A word-for-word copy of the entries, with images excluded, is the expected answer.

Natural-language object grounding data
· · · · · · ·

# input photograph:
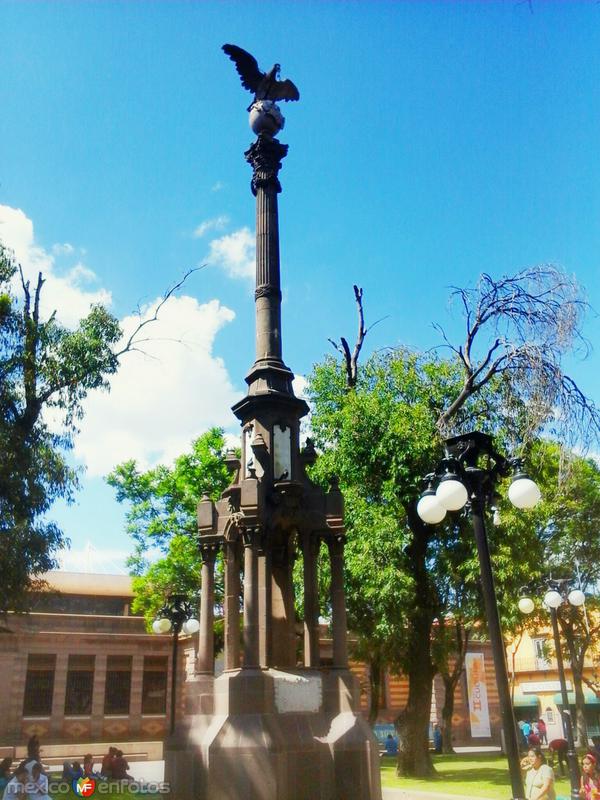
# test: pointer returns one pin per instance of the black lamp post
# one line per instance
(557, 593)
(460, 479)
(176, 616)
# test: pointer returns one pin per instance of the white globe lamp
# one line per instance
(526, 605)
(190, 626)
(164, 625)
(430, 509)
(523, 492)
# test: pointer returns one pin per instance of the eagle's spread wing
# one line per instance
(284, 90)
(246, 66)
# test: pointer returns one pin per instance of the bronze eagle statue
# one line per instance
(265, 85)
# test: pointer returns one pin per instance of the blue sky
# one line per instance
(433, 141)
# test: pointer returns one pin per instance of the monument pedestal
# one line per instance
(277, 735)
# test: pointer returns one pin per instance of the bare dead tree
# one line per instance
(520, 327)
(134, 340)
(351, 358)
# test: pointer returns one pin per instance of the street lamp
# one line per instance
(176, 616)
(557, 593)
(460, 479)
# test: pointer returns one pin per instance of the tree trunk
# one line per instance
(376, 677)
(577, 659)
(580, 723)
(448, 712)
(414, 757)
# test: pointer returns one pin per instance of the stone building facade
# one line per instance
(81, 668)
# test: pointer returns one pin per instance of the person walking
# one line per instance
(590, 780)
(539, 777)
(559, 747)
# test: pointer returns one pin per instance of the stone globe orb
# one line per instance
(265, 117)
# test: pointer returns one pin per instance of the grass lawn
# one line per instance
(469, 774)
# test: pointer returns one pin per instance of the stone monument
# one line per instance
(275, 725)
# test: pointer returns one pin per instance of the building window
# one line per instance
(39, 685)
(80, 686)
(154, 686)
(118, 685)
(540, 648)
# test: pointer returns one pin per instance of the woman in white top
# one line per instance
(539, 779)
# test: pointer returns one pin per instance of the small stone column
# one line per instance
(232, 605)
(338, 602)
(265, 157)
(206, 648)
(251, 639)
(310, 551)
(98, 697)
(265, 607)
(59, 694)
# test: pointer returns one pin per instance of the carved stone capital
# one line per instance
(336, 544)
(264, 156)
(208, 551)
(251, 537)
(267, 291)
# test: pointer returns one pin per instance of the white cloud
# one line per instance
(235, 253)
(160, 400)
(63, 249)
(92, 559)
(214, 224)
(63, 293)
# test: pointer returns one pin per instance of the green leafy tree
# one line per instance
(162, 516)
(381, 427)
(46, 372)
(45, 368)
(572, 508)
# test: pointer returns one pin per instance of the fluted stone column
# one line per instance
(310, 551)
(338, 602)
(251, 640)
(206, 648)
(232, 605)
(265, 157)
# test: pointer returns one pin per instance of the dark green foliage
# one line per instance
(162, 515)
(46, 371)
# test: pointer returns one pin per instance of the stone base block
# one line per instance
(305, 744)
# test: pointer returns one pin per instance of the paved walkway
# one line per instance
(417, 794)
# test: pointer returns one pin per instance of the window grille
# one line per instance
(80, 686)
(154, 685)
(118, 685)
(39, 685)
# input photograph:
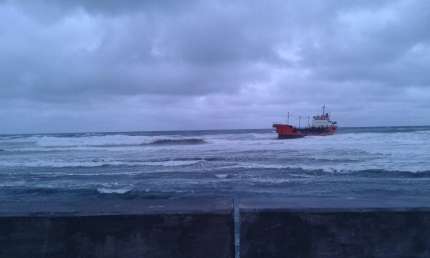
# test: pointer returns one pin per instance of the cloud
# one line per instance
(226, 59)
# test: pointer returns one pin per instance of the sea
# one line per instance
(355, 162)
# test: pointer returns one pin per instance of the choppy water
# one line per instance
(371, 161)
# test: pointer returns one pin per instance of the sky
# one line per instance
(131, 65)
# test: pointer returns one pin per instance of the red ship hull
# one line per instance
(289, 132)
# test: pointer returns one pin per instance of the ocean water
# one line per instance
(355, 162)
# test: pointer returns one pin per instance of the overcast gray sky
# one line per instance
(108, 65)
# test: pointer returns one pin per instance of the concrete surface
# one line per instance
(335, 227)
(144, 228)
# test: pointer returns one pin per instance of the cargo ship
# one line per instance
(321, 125)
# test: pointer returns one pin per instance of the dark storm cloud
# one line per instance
(225, 58)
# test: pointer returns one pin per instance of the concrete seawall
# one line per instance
(395, 227)
(293, 227)
(144, 228)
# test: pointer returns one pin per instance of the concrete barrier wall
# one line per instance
(395, 227)
(398, 227)
(146, 228)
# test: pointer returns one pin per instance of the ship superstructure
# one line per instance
(321, 125)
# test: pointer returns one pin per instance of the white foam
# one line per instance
(113, 190)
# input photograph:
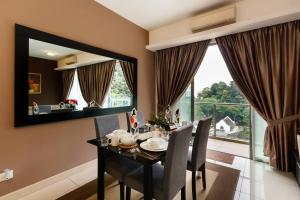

· · · · · · ·

ANSWER TO THIS TASK:
# input photograph:
# test: pointer returns one pin per instance of the black lamp post
# one line per instance
(557, 593)
(460, 479)
(176, 616)
# test: pointer returns one pin per instance of the white globe lamp
# one line per instance
(526, 605)
(190, 626)
(164, 625)
(430, 509)
(523, 492)
# test: pointer returns one pin per instance of the eagle's spread wing
# one line per instance
(284, 90)
(246, 66)
# test: pointer returns one pin per instance of the bronze eagle statue
# one line per instance
(265, 85)
# test: pointer returns one pin per instance of the blue sky
# one line per instance
(433, 141)
# test: pointer returns one pin per instance of the monument pedestal
# one line per instance
(277, 735)
# test: pointer returns one pin per instance of the bare dead tree
# one line per instance
(520, 327)
(134, 340)
(351, 358)
# test: pointer returns one pin per instance of the street lamp
# one line per instance
(176, 616)
(557, 593)
(460, 479)
# test: pointer returns one pin per instance of the tree trunk
# one line per instance
(376, 677)
(577, 659)
(580, 723)
(448, 712)
(414, 757)
# test: pointer returns one pin per instance of the stone building facade
# one line per instance
(81, 668)
# test: pointer returns one pin per instance of the person walking
# one line per instance
(590, 780)
(539, 777)
(559, 747)
# test: pointer returns one pin per instance of the stone globe orb
# one line per instance
(265, 117)
# test: pointer returns one pin per instance of the grass lawn
# one line per instance
(469, 774)
# test: pointer returns one pin per instance of the stone monument
# one line per instance
(275, 725)
# test: pointer returns one pin per instance of the building window
# one line per instance
(39, 685)
(80, 686)
(154, 686)
(118, 685)
(540, 648)
# test: pointer returns one pin per instance of the woman in white top
# one line per instance
(539, 779)
# test: pointer returns one pin per instance of the small stone column
# one line per instance
(232, 605)
(338, 602)
(265, 157)
(206, 648)
(251, 639)
(310, 551)
(98, 697)
(265, 607)
(59, 694)
# test: pointer returns one pin per instance of the carved stone capital
# one line per instance
(336, 544)
(264, 156)
(208, 551)
(251, 537)
(267, 291)
# test: pointer returns one pin per instance of the white cloud
# one line per instance
(235, 253)
(160, 400)
(63, 249)
(92, 559)
(214, 224)
(63, 293)
# test: pointer returns one pin per instance of the green leafy tree
# one line per instance
(162, 516)
(381, 427)
(46, 372)
(45, 368)
(572, 508)
# test: pointer returns one pin per instance of the fluted stone column
# one line per instance
(310, 551)
(338, 602)
(251, 640)
(206, 648)
(232, 605)
(265, 157)
# test: pointer returns one pin per instance of the dark green foliage
# one line per instance
(162, 515)
(46, 371)
# test: pointer returns one pin per instance of the stone base block
# one line per instance
(305, 744)
# test: pointer returns one pin per instance of the paved walkway
# one line per instance
(417, 794)
# test: pointer returns one pin per instance of the window grille
# one line per instance
(80, 686)
(154, 685)
(118, 685)
(39, 685)
# input photograph:
# test: pointer returns one pin per instance of the cloud
# one line per instance
(226, 59)
# test: pointer returns one pin per instance of the sea
# one line per instance
(355, 162)
# test: pointer returns one pin per instance of the choppy water
# one line per instance
(371, 161)
# test: pointer returns one pin per instance of the sky
# one line per instance
(131, 65)
# test: pointer returns one pin per instance of the red ship hull
# one line per instance
(289, 132)
# test: pointer returns one pin per instance of the ocean water
# one line per instance
(355, 162)
# test: pointer returns one pin per instance of the overcast gray sky
# one line per instance
(108, 65)
# test: pointer returns one pin per instance of the concrete surface
# one line per instance
(335, 227)
(144, 228)
# test: pointer returns one pin per instance of the cargo ship
# one line per instance
(321, 125)
# test: pointer returns one pin per instance of the dark storm cloud
# one line per instance
(225, 58)
# test: pointer returns one pin per instance of the concrete seawall
# one line per instance
(395, 227)
(293, 227)
(144, 228)
# test: pointer returns one pin per instance of the concrete barrier wall
# one line per instance
(395, 227)
(398, 227)
(146, 228)
# test: pointer returns one pin per instance of the ship superstructure
# one line per instance
(321, 125)
# test: pointer returns one pin per instance of the white foam
# one line per instance
(113, 190)
# input photograph:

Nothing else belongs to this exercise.